▶ Problem requirements: Starting at the beginning of the entries and ending at the line that contains "positive clicks: (506, 356) (644, 346)", copy those lines with "precise" changed to "accurate" and everything else left the same. Leave the pictures out of your answer.
START Listed entries
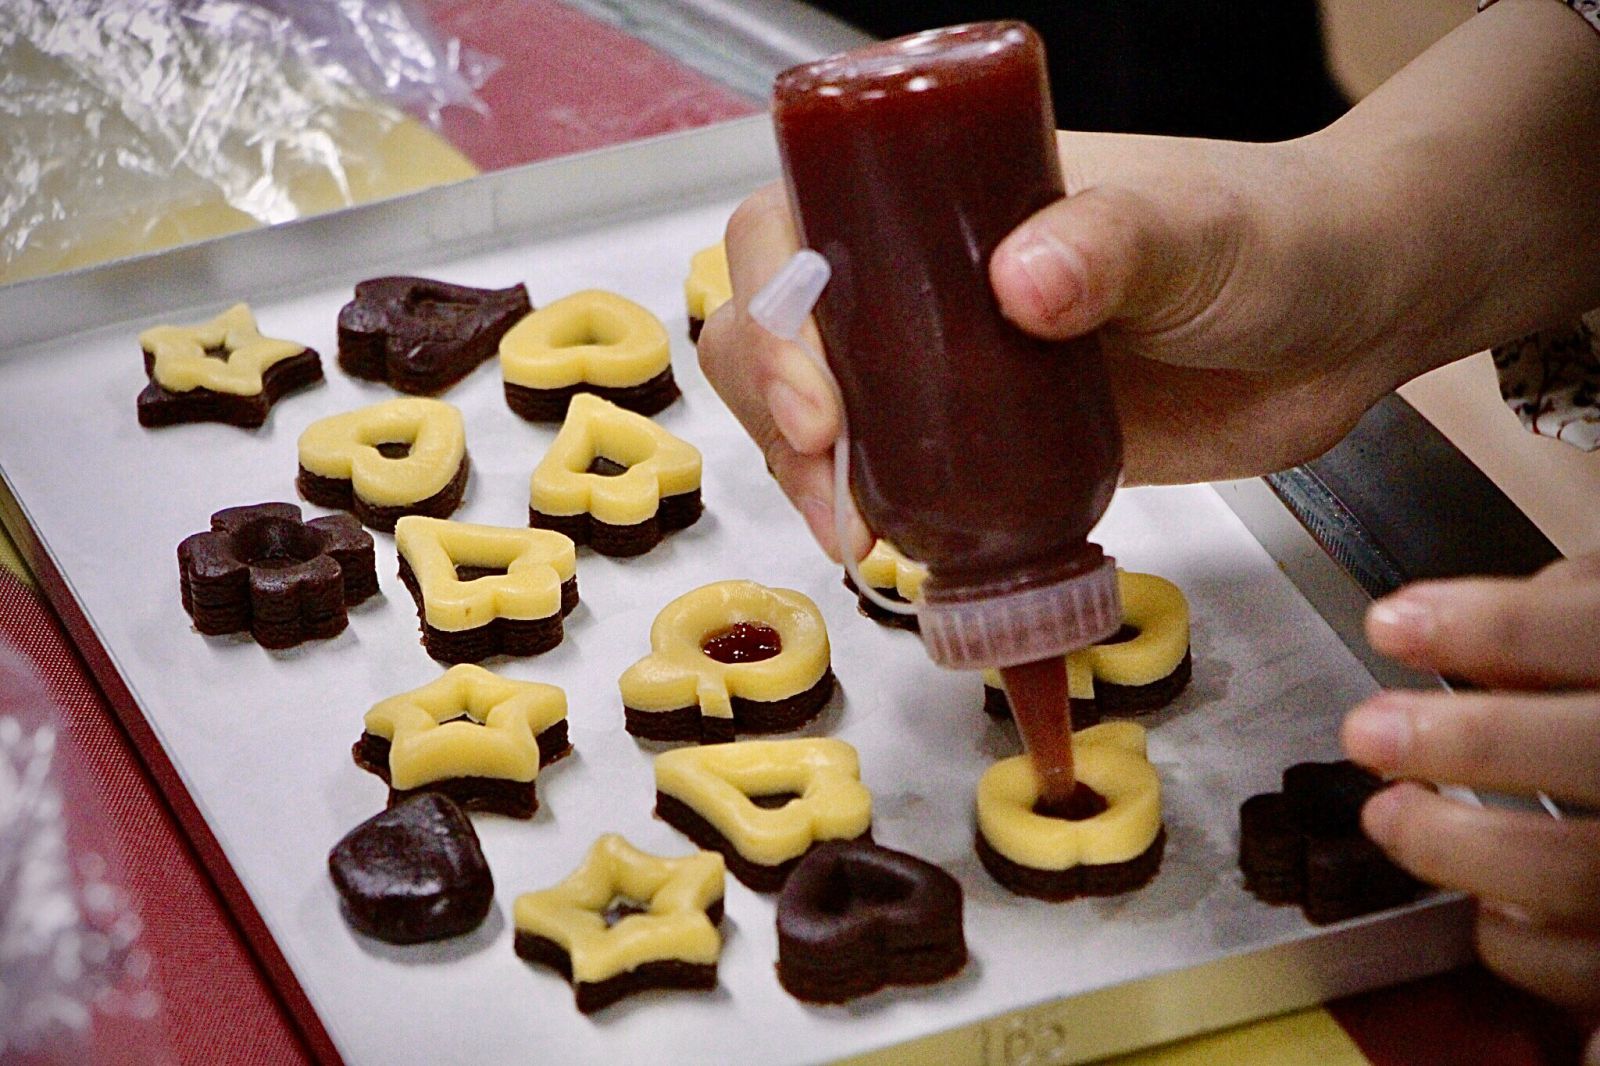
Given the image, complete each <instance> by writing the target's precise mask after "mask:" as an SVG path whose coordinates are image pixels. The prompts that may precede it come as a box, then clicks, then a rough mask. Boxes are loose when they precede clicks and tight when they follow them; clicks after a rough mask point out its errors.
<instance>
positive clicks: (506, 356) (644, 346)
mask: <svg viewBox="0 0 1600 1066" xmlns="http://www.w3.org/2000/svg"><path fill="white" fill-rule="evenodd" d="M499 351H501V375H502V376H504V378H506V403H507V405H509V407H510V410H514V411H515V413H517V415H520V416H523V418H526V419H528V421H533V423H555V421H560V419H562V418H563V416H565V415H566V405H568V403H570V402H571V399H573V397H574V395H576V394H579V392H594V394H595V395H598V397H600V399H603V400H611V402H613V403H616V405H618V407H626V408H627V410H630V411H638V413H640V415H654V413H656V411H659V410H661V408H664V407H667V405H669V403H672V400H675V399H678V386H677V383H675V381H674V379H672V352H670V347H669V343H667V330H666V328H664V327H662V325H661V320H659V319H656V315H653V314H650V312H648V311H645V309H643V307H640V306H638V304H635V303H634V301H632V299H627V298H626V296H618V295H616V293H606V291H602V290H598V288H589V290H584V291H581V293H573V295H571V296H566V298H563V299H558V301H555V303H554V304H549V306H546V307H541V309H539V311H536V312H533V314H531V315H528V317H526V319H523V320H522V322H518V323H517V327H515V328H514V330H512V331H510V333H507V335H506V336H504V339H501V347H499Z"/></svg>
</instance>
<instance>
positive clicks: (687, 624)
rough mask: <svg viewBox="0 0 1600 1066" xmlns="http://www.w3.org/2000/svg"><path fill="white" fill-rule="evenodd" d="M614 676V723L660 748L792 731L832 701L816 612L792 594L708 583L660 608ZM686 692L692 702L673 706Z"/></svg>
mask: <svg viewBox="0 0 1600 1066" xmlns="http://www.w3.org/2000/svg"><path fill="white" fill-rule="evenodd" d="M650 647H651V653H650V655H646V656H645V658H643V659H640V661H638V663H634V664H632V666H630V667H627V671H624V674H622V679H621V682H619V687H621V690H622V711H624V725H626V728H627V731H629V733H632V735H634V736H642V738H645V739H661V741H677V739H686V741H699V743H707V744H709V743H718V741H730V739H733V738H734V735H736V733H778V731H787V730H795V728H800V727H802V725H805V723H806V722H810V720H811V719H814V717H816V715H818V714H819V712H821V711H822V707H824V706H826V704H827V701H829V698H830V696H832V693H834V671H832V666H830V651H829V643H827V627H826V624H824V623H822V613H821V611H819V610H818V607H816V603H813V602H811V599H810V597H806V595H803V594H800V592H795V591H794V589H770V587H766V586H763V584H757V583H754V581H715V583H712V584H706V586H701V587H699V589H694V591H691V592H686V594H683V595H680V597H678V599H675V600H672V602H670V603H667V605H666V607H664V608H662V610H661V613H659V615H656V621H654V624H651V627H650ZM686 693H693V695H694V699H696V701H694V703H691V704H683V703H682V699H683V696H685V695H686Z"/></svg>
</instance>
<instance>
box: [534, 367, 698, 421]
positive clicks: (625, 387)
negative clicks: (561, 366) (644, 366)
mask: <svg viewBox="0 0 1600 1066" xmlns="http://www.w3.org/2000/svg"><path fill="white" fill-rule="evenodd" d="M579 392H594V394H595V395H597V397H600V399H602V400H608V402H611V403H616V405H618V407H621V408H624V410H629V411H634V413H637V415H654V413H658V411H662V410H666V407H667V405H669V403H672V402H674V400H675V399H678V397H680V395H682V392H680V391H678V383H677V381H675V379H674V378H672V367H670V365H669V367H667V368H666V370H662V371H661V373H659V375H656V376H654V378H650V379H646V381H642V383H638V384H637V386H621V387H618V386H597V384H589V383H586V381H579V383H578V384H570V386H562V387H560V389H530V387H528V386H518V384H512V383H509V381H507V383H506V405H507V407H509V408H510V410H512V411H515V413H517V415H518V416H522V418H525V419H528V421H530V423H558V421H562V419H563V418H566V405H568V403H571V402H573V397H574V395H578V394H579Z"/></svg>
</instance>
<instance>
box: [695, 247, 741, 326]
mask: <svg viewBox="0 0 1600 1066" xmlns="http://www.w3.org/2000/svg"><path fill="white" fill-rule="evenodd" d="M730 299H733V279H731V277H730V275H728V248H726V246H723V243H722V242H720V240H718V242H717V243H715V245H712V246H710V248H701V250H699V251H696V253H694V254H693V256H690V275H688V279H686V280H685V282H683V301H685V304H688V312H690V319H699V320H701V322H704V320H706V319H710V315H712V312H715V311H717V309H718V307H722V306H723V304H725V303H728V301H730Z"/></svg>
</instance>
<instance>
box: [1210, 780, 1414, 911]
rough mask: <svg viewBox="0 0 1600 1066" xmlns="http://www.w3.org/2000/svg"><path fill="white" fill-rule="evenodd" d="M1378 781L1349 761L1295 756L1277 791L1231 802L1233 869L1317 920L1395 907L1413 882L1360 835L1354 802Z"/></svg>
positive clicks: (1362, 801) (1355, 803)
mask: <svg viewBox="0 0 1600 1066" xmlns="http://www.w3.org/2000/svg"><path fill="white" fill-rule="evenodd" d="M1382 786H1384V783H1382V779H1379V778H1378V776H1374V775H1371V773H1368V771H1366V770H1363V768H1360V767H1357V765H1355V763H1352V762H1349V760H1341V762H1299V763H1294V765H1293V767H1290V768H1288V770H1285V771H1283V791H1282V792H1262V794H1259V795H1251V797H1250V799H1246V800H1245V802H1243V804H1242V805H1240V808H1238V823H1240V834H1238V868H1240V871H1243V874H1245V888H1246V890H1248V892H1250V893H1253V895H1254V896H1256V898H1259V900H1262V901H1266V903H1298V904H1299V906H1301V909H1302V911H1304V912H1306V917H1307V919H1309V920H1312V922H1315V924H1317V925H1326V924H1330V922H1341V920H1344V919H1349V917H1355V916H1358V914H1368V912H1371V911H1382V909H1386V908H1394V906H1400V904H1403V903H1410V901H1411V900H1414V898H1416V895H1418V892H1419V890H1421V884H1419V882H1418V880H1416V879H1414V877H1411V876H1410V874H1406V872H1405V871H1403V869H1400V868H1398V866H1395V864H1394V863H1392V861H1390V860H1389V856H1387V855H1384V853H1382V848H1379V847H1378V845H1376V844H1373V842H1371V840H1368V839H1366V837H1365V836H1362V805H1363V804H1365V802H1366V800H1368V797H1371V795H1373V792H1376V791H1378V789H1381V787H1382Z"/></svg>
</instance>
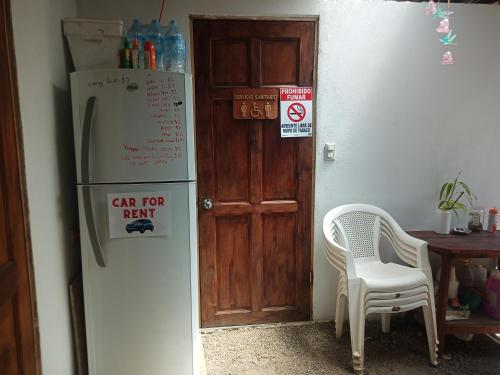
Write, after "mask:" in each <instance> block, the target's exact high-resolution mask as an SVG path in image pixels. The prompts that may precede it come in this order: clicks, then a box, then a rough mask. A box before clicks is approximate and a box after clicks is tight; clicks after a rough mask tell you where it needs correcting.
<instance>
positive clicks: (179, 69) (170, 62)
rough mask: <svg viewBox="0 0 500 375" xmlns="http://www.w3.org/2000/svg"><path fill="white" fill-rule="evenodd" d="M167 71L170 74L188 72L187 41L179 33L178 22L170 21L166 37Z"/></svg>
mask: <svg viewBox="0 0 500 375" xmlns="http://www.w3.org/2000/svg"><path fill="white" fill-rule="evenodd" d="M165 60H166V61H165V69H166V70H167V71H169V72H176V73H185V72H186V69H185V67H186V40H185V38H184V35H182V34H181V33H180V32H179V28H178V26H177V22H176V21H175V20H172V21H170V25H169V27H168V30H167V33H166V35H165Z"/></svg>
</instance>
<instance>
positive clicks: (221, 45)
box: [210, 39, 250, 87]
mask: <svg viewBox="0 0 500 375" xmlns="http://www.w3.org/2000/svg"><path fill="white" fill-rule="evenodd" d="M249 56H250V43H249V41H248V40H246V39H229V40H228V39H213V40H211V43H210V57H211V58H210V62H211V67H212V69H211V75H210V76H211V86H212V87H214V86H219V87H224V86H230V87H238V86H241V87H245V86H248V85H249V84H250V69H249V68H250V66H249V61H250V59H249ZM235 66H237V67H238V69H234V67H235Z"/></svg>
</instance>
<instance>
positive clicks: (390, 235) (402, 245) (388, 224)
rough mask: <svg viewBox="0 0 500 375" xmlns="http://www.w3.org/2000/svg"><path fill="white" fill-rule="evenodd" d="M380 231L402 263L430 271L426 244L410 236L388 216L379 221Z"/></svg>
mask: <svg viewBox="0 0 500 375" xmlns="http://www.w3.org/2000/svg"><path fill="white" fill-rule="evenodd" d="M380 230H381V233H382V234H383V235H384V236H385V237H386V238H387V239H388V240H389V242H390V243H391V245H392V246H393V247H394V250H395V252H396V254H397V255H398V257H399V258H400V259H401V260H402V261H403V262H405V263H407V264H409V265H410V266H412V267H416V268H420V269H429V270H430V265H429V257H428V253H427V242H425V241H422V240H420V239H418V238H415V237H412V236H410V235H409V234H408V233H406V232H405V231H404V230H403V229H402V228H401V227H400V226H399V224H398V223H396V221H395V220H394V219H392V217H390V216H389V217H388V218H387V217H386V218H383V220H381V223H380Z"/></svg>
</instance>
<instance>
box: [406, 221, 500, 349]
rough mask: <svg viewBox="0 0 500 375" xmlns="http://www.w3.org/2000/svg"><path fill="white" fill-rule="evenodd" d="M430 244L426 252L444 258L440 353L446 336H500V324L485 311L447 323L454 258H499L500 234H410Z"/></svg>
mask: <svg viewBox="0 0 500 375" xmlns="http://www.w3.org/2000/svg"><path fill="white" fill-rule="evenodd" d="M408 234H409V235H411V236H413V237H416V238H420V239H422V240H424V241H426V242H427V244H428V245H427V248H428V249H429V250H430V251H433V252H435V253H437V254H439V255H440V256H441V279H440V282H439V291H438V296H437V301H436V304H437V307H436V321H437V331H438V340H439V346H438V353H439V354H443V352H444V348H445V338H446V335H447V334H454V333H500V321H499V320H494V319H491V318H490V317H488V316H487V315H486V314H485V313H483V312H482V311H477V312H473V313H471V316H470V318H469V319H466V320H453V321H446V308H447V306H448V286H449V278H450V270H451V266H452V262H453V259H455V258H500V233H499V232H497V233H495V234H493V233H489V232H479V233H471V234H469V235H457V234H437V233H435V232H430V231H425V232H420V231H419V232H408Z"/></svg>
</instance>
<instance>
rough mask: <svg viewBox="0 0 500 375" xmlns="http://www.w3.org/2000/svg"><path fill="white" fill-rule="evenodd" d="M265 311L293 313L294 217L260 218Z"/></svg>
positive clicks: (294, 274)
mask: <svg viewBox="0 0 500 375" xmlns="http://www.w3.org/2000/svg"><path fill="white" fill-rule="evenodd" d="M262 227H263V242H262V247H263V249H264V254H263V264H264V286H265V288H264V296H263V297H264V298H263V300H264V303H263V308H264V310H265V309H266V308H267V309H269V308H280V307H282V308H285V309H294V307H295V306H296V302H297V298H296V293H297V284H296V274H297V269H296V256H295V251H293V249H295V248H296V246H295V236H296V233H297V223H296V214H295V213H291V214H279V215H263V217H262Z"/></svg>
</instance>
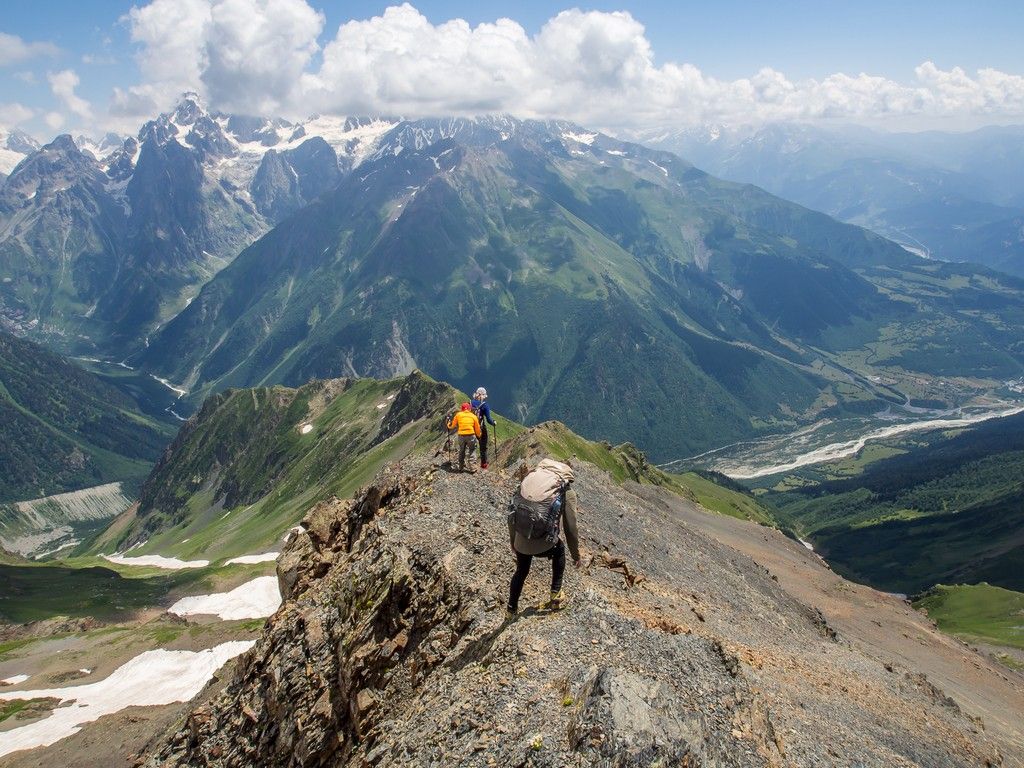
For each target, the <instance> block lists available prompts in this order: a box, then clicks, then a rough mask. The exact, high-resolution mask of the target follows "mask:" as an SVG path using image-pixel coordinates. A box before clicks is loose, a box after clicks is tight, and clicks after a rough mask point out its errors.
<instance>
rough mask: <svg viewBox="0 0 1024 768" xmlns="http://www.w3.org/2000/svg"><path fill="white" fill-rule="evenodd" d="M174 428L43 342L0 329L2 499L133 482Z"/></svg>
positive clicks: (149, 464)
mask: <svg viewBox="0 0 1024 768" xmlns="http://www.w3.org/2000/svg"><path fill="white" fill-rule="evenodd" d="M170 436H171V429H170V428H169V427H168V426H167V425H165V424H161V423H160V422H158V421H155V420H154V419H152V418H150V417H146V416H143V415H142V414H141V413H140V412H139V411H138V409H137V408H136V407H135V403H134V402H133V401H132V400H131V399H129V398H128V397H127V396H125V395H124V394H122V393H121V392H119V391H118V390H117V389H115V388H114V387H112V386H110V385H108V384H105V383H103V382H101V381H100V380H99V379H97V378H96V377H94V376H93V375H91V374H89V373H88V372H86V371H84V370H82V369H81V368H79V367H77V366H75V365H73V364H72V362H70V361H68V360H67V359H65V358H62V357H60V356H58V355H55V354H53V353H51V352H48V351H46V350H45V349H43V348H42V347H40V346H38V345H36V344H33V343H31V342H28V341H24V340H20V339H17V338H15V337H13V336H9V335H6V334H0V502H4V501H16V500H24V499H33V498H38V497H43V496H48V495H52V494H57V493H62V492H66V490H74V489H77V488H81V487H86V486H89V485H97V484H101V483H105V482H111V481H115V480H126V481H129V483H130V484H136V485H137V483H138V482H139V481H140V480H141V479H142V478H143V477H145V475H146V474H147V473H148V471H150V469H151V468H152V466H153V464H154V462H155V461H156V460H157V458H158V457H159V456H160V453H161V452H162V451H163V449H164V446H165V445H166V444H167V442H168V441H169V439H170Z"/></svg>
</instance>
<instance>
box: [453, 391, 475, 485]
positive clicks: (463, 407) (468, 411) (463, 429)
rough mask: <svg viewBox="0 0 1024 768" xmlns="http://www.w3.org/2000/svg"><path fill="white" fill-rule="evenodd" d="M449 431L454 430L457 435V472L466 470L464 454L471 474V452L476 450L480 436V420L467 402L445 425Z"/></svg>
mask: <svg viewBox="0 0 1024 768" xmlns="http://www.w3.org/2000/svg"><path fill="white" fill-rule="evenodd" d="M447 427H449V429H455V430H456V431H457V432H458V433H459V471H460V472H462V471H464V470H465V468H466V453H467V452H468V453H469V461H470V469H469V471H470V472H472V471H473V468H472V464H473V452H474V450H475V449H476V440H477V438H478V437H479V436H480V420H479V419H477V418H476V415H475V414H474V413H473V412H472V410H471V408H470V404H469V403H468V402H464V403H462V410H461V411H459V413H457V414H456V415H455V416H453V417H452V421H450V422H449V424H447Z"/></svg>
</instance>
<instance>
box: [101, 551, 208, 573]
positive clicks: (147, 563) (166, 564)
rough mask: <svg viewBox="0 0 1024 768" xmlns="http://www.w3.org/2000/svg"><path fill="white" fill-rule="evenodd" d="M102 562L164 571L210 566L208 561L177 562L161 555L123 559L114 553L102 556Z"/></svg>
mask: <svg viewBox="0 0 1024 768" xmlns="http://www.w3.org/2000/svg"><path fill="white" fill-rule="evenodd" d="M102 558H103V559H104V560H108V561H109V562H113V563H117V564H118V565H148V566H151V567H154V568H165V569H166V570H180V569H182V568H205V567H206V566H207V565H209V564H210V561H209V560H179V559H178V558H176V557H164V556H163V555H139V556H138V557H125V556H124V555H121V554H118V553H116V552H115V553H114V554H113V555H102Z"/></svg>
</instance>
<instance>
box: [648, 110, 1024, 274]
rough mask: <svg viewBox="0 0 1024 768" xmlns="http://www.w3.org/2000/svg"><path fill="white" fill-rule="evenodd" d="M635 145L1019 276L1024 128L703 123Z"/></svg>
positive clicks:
END Listed entries
▶ Solution to this problem:
Given the image, complete each <instance> by writing the target's accurate mask after "mask:" as an SVG path whose coordinates are image pixels. The prompts that may precede it come as a box, then clicks, then a rough mask. Boxes are loose when they precede clicks and tight when they follow them; clicks after a rough mask point out its errors.
<instance>
positive clicks: (506, 356) (644, 346)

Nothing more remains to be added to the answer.